■ Selected extract ■
◆ ◆ ◆
MyNoise

Source: Wikipedia, the free encyclopedia.

MyNoise
Developer(s)Dr. Ir. Stéphane Pigeon
Websitemynoise.net

MyNoise (stylised as myNoise) is a white noise website and app created by Stéphane Pigeon. It offers many different natural soundscapes, as well as synthetic noises such as white noise.

History

MyNoise was created in 2013[1][2] by Stéphane Pigeon, a Belgian audio processing engineer, sound designer,[3][4] and electrical engineer.[2] By April 2016, the website was one of the top 10,000 visited websites in the United States.[1] In 2018, it received a million page views per month.[2] Pigeon personally records soundscapes for the website, such as rainfall, wind, and thunder.[3][5] Soundscapes can be blended together by users to create a personalised experience.[6] There are also various synthetic noise generators, such as white noise.[5] The app also allows users to conduct a hearing test to optimise the sound generators for their environment.[7] The sound generators are separated into frequencies or specific sounds, allowing users to refine the soundscapes to their tastes.[4][8]

Development on an Android version of MyNoise began in April 2015, with an early beta becoming available in October of that year and the completed app releasing in January 2017. The app was redesigned during 2023 due to changes to Android; it re-released in December 2023.[1] An iOS app was released in 2014.[1] The mobile versions of MyNoise have some free soundscapes, but offer a bundle of more for $10.[9][10] The web version is mostly free, but some features can be unlocked with a one-time donation.[6] All donations go towards running the website and app.[2]

In 2020, MyNoise surged in popularity due to the COVID-19 pandemic, with soundscapes such as "Calm Office" being used by people working from home, to replicate the typical sounds of their workplace.[4][10]

References

  1. ^ a b c d Pigeon, Dr Ir Stéphane. "Behind the Noise - The Blog of myNoise". myNoise. Archived from the original on 1 January 2024. Retrieved 5 February 2024.
◆ ◆ ◆
■ Problem A ■
According to the MyNoise article, in what year was the iOS app of MyNoise released?
■ Problem B ■
Duplicate the passage of the MyNoise article between "Source: Wikipedia, the" and "noises such as white noise.", inclusive.
◆ ◆ ◆
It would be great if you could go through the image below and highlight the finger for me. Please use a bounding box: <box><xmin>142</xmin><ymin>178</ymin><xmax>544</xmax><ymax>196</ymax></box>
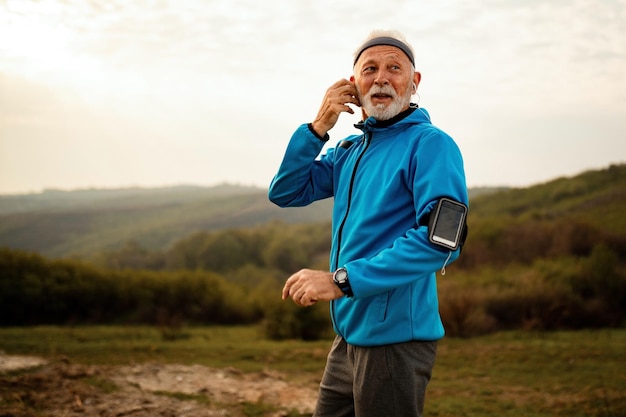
<box><xmin>282</xmin><ymin>275</ymin><xmax>295</xmax><ymax>300</ymax></box>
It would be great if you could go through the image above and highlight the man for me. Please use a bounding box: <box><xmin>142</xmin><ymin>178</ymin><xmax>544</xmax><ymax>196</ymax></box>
<box><xmin>269</xmin><ymin>31</ymin><xmax>467</xmax><ymax>417</ymax></box>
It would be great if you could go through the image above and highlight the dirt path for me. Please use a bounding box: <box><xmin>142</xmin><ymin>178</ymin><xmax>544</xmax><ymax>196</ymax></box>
<box><xmin>0</xmin><ymin>353</ymin><xmax>317</xmax><ymax>417</ymax></box>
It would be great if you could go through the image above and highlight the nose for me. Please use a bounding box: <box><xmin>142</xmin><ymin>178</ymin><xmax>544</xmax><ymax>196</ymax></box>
<box><xmin>374</xmin><ymin>71</ymin><xmax>389</xmax><ymax>86</ymax></box>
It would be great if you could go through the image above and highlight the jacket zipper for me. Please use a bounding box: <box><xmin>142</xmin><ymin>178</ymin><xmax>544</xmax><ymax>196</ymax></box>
<box><xmin>330</xmin><ymin>132</ymin><xmax>372</xmax><ymax>327</ymax></box>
◆ ◆ ◆
■ Answer space A ■
2014

■ Answer space B ■
Source: Wikipedia, the free encyclopedia.

MyNoise
Developer(s)Dr. Ir. Stéphane Pigeon
Websitemynoise.net

MyNoise (stylised as myNoise) is a white noise website and app created by Stéphane Pigeon. It offers many different natural soundscapes, as well as synthetic noises such as white noise.